Enunciado -
Transcribe del texto sobre el desarraigo de Raúl el fragmento que va desde "El desarraigo de" hasta "tragedia Las bacantes.".

Texto del documento -
☆ ☆ ☆

Raúl había desempeñado el rol de padre vicario, porque su propio padre había padecido de una enfermedad vascular irreversible. Su padre, enfermo, era demasiado blando como para que le posibilitara el despliegue de la dialéctica del juego de oposiciones que requiere el proceso del reordenamiento identificatorio. No podía efectuar la antítesis necesaria que lo condujera a la síntesis de una posición discriminada y autónoma del modelo parental. Así, Raúl permaneció en el primer movimiento, en la tesis con el padre y mezclado una unidad dual con él, en una suerte de simbiosis. El padre lo esclavizó, obligándolo a tomar su función paterna y a completarlo y Raúl aceptó participar de esa connivencia narcisista.

El desarraigo de Raúl nos remite a la constelación binaria idealizada de la simbiosis padre-hijo, en la que ambos configuran una relación centáurica. El hijo funciona como la cabeza de un ser fabuloso y el padre lo continúa con su cuerpo y viceversa; corolario de una situación persecutoria extrema, que se asemeja a la función maternante y paternante que mantenía Zeus con Dionisio, descrito  por Eurípides en la tragedia Las bacantes.

Raúl había sido colocado en el lugar de Zeus como el portador deificado que tenía como misión preservar a ambos progenitores de la locura y del desamparo. También la madre de Raúl operaba como una suerte de pseudópodo narcisista del hijo. Dependía económica y psíquicamente de él. Y Raúl estaba condenado a vivir eternamente la experiencia de errancia.

Alternaba su vagabundeo entre fantasías heroicas, de reivindicación y de redención. Buscaba un lugar propio, una tierra para detenerse y construir. Una espacialidad psíquica discriminada de las necesidades, las demandas y los deseos parentales que reanimaban a la vez sus propias fantasías de omnipotencia infantil.

Mi papá nunca me acompañó, siempre me pidió. Siempre sentí la exigencia de tener que cumplir el rol de un prestador permanente e incondicional. Mi vida quedó entrecruzada con la vida de mi padre.

Siempre me preocupé por él y eso, en gran medida, dificultó la posibilidad de ocuparme de mis cosas.

Yo siempre viví con mis cosas a medias, transitorias y no permanentes. Creo que no hay peor enfermedad que el desarraigo.

 

Los padres blandos y los padres “pendeviejos”, como hemos visto, generan un fenómeno particular caracterizado por la reversión de la demanda de dependencia (R.Z. de Golstein).

 

 

Reversión de la demanda de dependencia

 

Esta reversión surge por el desvalimiento y la necesidad de los propios padres, que inducen precozmente a hijo a operar como soporte y rêverie de los progenitores, con la finalidad de poder garantizar la homeostasis de la dinámica familiar. Esta situación inviste al hijo de una elevada carga narcisista y masoquista de omnipotencia e idealización y promueve la hiperseveridad del superyó.

☆ ☆ ☆

Datos de origen -
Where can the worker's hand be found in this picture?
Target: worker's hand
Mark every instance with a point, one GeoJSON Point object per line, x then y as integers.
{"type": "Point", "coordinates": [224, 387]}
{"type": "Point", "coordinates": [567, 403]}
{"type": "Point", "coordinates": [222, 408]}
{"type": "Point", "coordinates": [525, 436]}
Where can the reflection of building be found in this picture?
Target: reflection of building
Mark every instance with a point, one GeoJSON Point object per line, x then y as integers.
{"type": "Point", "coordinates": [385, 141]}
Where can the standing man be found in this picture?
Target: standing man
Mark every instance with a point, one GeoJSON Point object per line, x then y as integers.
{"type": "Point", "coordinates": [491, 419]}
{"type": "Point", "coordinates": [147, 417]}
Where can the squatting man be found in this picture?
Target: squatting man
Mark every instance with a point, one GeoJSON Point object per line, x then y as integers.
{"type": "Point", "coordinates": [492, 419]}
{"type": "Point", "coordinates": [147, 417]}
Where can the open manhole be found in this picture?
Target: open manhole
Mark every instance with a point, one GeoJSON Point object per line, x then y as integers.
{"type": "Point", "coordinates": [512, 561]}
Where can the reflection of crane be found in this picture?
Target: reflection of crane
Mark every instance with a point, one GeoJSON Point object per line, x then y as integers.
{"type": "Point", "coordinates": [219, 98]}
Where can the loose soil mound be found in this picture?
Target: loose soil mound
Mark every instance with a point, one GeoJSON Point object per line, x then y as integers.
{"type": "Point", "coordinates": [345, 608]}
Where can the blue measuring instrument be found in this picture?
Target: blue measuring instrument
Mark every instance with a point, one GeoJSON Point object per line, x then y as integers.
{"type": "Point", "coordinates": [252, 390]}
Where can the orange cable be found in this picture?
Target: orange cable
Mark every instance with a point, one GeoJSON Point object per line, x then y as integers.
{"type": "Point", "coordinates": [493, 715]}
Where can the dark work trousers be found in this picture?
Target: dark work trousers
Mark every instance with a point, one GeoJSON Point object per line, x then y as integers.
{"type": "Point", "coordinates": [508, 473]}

☆ ☆ ☆

Solución -
El desarraigo de Raúl nos remite a la constelación binaria idealizada de la simbiosis padre-hijo, en la que ambos configuran una relación centáurica. El hijo funciona como la cabeza de un ser fabuloso y el padre lo continúa con su cuerpo y viceversa; corolario de una situación persecutoria extrema, que se asemeja a la función maternante y paternante que mantenía Zeus con Dionisio, descrito  por Eurípides en la tragedia Las bacantes.